§ **PROMPT**:
Output all of the records exactly as written.

§ **RECORDS SHOWN**:
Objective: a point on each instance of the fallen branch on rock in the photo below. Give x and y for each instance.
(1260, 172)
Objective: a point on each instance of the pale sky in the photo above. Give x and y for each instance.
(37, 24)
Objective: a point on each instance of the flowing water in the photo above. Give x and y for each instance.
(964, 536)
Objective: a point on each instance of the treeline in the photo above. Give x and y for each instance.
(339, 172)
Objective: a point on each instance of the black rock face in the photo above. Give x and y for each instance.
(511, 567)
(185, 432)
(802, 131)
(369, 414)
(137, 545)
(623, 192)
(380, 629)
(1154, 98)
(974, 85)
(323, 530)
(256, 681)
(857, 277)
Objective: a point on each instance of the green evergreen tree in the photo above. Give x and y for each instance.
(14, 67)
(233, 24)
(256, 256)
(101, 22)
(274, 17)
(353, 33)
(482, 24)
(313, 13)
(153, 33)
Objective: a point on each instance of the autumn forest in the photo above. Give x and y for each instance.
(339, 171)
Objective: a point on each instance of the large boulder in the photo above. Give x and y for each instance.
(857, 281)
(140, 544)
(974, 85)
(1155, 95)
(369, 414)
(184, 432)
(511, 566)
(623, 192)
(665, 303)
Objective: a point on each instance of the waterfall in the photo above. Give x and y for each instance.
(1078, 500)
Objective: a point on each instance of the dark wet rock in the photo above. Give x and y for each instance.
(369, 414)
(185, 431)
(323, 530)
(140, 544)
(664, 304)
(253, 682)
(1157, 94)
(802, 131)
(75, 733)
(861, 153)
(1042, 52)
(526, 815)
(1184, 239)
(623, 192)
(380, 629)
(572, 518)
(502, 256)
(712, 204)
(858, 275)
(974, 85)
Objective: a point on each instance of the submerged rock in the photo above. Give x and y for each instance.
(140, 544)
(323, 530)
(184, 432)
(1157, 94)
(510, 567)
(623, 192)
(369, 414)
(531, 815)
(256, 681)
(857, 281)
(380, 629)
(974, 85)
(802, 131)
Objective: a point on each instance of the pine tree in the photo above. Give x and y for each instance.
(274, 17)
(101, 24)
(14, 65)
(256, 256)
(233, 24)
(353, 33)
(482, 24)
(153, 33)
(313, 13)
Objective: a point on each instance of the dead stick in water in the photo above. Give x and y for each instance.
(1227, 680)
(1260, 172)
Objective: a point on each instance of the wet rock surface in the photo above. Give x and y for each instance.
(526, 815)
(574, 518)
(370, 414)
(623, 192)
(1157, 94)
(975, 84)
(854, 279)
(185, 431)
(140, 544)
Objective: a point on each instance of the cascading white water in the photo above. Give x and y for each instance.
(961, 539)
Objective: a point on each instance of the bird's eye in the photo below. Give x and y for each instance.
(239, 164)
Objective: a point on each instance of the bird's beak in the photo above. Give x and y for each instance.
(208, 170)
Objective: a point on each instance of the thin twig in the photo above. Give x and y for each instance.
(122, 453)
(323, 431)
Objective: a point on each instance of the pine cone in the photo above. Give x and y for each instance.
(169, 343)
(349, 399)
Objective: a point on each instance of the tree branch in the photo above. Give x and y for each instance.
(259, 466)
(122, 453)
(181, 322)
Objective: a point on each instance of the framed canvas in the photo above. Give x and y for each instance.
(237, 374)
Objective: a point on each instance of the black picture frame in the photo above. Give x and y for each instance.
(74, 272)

§ **EXERCISE RESULT**:
Objective: a point on each instance of the fallen branch on rock in the photo below. Give x and y for each instance.
(1260, 172)
Objective: a point on each instance of the pale sky in the photo above. Give x and y for each instance.
(37, 24)
Objective: a point on each instance of the flowing water in the photo above. Give x and y for each instance.
(964, 536)
Objective: a point on each instance of the treeline in the photo above. Give x and y for each instance.
(339, 172)
Objective: a point on each instance of the black rock face in the photo above. Give x and y for each instance.
(511, 567)
(185, 432)
(802, 131)
(369, 414)
(137, 545)
(623, 192)
(380, 629)
(1154, 98)
(974, 85)
(323, 530)
(256, 681)
(857, 277)
Objective: a point on each instance of the green evergreen tree in the photo above. Give x and y for each instance.
(14, 67)
(233, 24)
(256, 256)
(101, 22)
(274, 17)
(353, 33)
(482, 24)
(313, 13)
(153, 33)
Objective: a point on each instance of the autumn forest in the photo above. Give x and y for each instance.
(339, 171)
Objective: a point on each instance of the large boulder in the photo above. Give x and y for each instance.
(857, 281)
(140, 544)
(974, 85)
(1155, 95)
(369, 414)
(184, 432)
(511, 566)
(623, 192)
(665, 303)
Objective: a point on each instance of the waterfall in the photo above. Give x and y for each instance.
(1078, 500)
Objective: a point on each instance of the dark wet rock in the photo above. Give x and y for each instance.
(369, 414)
(185, 431)
(323, 530)
(140, 544)
(664, 304)
(253, 682)
(1157, 94)
(802, 131)
(75, 733)
(861, 153)
(1042, 52)
(526, 815)
(1184, 239)
(623, 192)
(380, 629)
(572, 518)
(502, 256)
(712, 204)
(858, 275)
(974, 85)
Objective: a point on each instance of the submerged rock in the photo above. Give x and y for each instance.
(140, 544)
(323, 530)
(184, 432)
(1157, 94)
(510, 567)
(623, 192)
(369, 414)
(531, 815)
(256, 681)
(857, 281)
(380, 629)
(974, 85)
(802, 131)
Objective: a point on each instance of the pine tree in the photo above. Give x and y for each instance.
(274, 17)
(101, 24)
(14, 65)
(256, 256)
(233, 24)
(353, 33)
(482, 24)
(153, 33)
(313, 13)
Objective: a point on each instance of the dead stick in water in the photo above. Give x and y for each instance.
(1227, 680)
(1260, 172)
Objective: a point on each instance of the wet rock surface in the photo above. Give x and y for each instance.
(526, 815)
(574, 518)
(370, 414)
(623, 192)
(1157, 94)
(975, 84)
(854, 279)
(185, 431)
(140, 544)
Objective: a point on each instance of the cascading white water in the photo above. Give x and y for each instance.
(961, 539)
Objective: a point on each instance of the bird's eye in the photo below. Give x and y for each instance.
(239, 164)
Objective: a point on each instance of the bird's beak in the photo above. Give x and y for each instance.
(208, 170)
Objective: a point on each instance of the thin twig in the photo above. Give x and y for each instance.
(122, 453)
(323, 431)
Objective: a point on each instance of the pine cone in the photo above. Give x and y for each instance.
(169, 343)
(349, 399)
Objective: a point on each instance of the tree branch in the photo above. Give x and y for each instance.
(259, 466)
(122, 453)
(181, 322)
Objective: a point on each instance of the framed canvas in the photo above. Give x and y for each instance.
(237, 374)
Objective: a point on each instance of the black picture frame in the photo above. Give x and y for each instance.
(74, 272)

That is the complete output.